--- Do this ---
Quote word for word the lines starting at the line with "out like [335,546]." and ending at the final line of the entries. Leave out any pictures.

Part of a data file
# # # # # # #

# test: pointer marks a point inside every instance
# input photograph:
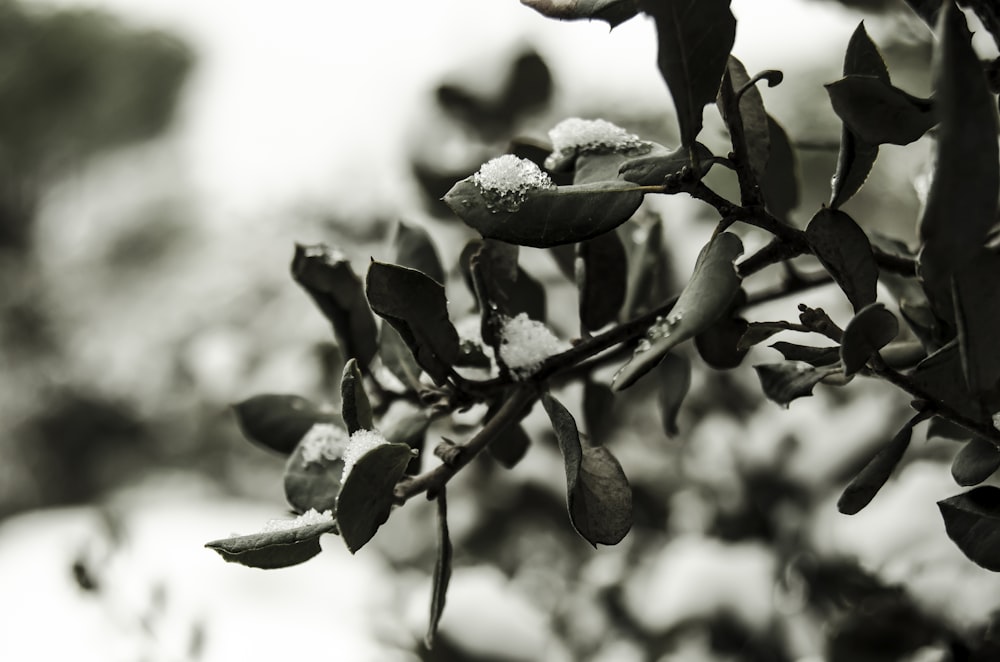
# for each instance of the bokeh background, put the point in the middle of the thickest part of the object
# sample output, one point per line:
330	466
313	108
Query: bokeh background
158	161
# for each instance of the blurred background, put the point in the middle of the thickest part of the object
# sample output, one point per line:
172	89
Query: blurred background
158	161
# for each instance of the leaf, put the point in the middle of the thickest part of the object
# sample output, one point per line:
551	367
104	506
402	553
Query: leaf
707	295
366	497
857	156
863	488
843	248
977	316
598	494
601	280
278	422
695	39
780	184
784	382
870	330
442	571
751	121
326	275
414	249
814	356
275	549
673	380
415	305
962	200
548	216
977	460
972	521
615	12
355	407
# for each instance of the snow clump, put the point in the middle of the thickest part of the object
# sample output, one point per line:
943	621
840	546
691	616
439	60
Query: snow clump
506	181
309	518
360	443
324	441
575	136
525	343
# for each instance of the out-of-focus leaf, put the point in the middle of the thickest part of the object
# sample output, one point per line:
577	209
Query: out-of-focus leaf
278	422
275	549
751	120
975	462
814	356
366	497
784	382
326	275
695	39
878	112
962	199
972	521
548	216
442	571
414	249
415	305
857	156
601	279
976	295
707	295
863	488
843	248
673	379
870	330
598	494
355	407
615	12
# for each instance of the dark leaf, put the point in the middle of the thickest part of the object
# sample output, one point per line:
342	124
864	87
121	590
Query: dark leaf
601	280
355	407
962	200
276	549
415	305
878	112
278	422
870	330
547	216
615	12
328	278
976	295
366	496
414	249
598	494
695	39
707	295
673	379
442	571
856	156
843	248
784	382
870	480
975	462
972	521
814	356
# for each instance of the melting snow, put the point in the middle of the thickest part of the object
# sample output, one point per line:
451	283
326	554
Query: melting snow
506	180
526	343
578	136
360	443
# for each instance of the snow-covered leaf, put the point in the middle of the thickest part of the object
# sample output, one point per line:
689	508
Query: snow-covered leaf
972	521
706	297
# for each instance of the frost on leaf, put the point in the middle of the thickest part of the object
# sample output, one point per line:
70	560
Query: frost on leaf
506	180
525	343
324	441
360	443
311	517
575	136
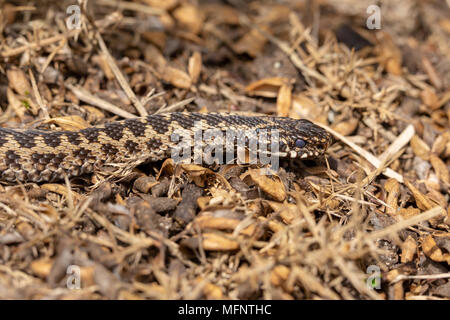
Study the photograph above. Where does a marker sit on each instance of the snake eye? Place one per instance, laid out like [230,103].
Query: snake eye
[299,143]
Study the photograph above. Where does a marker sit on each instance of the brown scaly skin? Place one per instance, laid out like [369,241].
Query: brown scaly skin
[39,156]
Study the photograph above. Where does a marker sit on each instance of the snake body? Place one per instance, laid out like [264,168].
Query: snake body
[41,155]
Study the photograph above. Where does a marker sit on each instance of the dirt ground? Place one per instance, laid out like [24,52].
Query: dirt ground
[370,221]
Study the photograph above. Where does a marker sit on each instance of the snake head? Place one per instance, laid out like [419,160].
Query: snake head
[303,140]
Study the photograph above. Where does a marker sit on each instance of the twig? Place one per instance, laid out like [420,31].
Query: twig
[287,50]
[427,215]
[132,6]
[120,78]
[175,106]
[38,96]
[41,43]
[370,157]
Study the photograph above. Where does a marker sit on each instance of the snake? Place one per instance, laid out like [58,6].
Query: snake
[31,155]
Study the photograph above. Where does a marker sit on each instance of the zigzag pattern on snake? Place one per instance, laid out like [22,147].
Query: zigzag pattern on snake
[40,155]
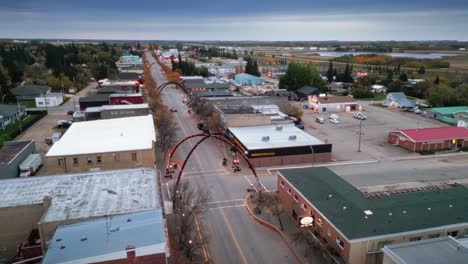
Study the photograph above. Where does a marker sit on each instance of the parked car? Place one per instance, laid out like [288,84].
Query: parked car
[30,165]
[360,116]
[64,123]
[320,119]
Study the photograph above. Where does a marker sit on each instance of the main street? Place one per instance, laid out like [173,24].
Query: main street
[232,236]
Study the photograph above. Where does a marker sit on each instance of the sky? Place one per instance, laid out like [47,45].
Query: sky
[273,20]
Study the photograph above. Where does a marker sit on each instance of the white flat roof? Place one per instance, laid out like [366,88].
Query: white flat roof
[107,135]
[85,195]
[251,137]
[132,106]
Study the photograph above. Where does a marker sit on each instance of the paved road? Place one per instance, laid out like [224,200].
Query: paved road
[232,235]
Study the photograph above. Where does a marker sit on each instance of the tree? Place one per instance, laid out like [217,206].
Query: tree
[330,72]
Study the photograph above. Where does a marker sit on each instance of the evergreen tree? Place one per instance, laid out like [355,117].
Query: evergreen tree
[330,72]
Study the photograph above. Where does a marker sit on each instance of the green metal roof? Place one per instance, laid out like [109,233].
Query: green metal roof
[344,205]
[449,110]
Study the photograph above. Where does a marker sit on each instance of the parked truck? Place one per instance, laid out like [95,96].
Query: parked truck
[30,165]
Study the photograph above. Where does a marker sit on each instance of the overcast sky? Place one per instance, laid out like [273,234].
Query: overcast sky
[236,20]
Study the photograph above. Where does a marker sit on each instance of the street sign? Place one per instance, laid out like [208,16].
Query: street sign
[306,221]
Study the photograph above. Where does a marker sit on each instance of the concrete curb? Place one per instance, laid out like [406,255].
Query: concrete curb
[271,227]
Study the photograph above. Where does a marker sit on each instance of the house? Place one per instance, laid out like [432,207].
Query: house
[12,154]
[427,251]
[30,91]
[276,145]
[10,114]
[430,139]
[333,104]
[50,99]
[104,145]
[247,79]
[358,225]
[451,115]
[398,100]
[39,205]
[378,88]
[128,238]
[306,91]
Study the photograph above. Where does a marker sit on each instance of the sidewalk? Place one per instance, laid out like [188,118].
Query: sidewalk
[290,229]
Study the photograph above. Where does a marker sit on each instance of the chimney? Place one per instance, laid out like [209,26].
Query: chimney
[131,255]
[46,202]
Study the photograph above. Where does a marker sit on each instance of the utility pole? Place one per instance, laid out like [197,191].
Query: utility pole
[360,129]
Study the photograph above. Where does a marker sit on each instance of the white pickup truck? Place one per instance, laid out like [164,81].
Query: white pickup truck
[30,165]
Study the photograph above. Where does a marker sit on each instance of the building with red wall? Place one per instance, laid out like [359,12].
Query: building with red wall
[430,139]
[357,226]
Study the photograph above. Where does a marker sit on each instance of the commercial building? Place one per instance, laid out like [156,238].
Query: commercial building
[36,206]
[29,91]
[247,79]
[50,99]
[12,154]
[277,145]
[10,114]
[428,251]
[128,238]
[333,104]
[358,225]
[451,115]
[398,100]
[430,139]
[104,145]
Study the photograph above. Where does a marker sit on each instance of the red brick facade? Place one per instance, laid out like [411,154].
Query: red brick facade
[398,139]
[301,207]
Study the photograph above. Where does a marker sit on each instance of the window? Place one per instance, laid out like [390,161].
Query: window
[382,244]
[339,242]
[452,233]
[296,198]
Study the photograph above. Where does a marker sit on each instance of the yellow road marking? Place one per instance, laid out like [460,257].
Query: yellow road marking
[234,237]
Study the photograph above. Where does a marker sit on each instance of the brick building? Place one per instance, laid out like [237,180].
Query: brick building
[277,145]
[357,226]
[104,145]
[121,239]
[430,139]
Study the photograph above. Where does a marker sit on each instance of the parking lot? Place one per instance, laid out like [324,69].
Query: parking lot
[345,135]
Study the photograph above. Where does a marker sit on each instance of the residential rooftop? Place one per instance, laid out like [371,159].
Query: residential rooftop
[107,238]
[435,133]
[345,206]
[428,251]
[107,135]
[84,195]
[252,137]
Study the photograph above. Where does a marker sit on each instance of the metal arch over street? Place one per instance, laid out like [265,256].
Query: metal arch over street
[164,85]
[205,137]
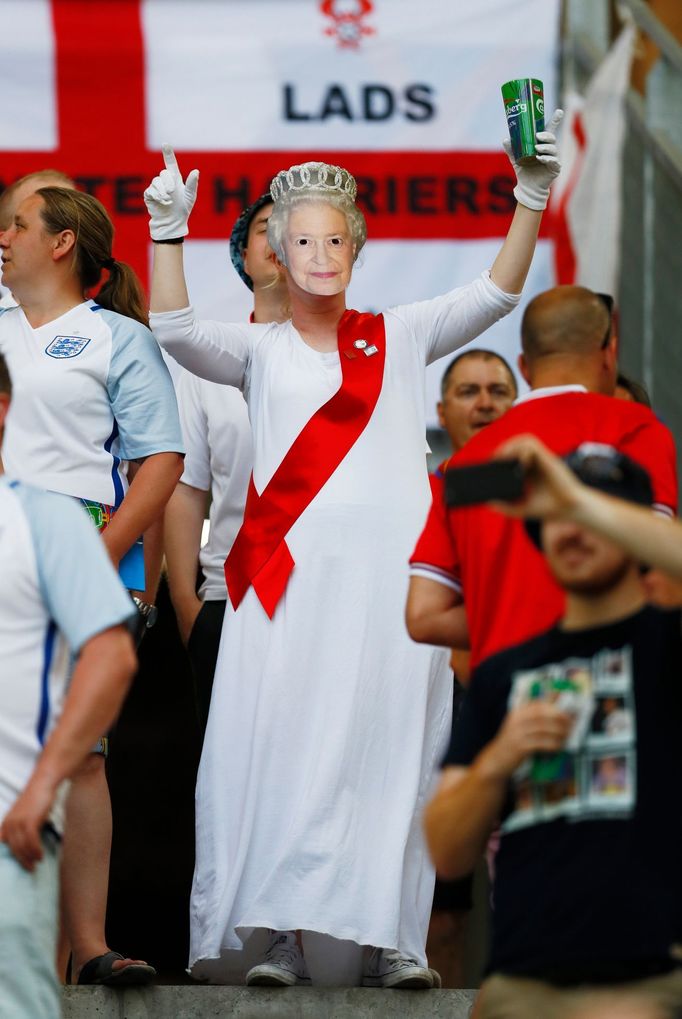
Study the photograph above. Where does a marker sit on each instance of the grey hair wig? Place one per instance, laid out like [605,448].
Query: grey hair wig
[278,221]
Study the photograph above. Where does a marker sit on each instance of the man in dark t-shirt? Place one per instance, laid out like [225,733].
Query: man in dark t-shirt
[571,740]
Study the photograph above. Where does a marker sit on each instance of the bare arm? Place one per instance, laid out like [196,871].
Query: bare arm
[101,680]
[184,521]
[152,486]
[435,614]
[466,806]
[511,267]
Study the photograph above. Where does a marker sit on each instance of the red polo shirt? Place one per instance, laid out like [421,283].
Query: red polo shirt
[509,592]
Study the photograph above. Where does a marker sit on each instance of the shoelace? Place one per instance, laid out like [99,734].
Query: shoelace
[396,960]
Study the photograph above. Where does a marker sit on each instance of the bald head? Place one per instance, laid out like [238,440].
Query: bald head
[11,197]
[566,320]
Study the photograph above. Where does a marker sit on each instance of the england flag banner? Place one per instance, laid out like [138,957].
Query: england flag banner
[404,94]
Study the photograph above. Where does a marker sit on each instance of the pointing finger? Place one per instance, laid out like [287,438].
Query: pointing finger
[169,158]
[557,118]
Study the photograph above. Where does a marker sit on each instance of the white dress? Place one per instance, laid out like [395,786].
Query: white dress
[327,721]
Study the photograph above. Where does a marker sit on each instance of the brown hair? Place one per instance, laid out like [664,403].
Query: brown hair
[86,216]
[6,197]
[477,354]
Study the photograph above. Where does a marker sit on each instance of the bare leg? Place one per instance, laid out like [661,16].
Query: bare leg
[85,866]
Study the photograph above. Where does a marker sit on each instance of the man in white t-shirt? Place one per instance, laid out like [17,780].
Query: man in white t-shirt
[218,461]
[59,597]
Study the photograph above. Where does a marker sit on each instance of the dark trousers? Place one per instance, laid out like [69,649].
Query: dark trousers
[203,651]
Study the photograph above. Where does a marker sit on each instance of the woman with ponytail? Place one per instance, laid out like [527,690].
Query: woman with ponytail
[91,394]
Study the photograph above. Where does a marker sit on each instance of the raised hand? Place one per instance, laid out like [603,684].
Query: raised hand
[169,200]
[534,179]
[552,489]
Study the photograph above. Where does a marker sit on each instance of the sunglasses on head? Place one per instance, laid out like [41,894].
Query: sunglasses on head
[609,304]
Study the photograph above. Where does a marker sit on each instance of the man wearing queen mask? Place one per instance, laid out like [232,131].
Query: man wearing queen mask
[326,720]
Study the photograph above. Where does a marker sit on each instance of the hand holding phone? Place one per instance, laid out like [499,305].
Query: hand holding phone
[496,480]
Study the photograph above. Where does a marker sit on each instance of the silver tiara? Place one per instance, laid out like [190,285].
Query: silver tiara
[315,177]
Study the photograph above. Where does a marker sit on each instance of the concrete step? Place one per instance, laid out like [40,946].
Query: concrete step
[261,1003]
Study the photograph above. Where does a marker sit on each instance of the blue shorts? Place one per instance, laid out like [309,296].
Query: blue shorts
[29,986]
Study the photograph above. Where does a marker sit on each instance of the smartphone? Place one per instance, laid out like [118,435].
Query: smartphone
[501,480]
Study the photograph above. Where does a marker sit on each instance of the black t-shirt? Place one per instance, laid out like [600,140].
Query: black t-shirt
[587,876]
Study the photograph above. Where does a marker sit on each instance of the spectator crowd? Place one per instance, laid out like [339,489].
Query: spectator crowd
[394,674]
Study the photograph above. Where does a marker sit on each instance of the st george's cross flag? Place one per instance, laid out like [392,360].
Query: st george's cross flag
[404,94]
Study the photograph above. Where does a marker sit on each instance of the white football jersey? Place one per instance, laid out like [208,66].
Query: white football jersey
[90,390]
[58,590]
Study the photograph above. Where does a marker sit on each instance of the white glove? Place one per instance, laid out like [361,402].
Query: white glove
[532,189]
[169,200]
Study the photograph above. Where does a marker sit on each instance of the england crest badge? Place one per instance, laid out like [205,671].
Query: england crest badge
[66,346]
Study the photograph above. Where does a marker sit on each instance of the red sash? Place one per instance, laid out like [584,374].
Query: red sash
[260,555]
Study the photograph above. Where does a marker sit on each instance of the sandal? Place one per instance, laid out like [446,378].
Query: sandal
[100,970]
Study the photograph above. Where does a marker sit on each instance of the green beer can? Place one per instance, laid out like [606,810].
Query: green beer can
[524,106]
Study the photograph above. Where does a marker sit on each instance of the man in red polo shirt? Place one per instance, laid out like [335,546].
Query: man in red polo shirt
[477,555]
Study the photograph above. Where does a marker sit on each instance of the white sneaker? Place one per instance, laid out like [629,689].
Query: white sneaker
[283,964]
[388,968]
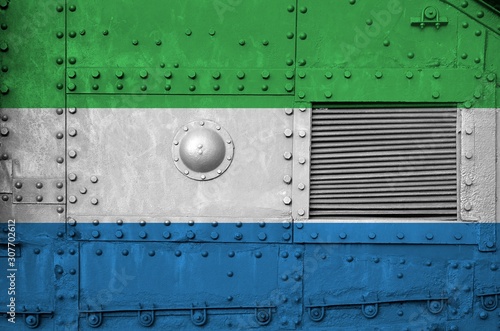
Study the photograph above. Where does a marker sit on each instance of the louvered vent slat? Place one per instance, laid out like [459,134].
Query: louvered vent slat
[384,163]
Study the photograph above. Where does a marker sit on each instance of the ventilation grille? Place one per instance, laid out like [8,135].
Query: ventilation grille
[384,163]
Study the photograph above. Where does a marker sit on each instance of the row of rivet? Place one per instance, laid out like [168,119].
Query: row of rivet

# # # # # # #

--- The reply ---
Study the photograph above. Where does a marker sit on each instance of the man in red polo shirt? Place one per instance, laid out like [335,546].
Query: man in red polo shirt
[477,555]
Study the photograph above. Where does a marker sit on each instance of the white sneaker? Place one per instance, laid out like [629,689].
Query: white sneaker
[283,964]
[388,968]
Study the photograph above. Where does a marker sit on each instance of the louvered vent slat? Place one per instance, laid out like [459,134].
Query: louvered vent slat
[384,163]
Study the photograph above. Where does a marker sit on each instance of the ventilation grille? Place one per instance, laid out like [8,135].
Query: ventilation grille
[384,163]
Study the photograph above. Where does a marker sit on each instance of the row of rivet? Place one per instance, laid out like [168,119].
Query: row of rivet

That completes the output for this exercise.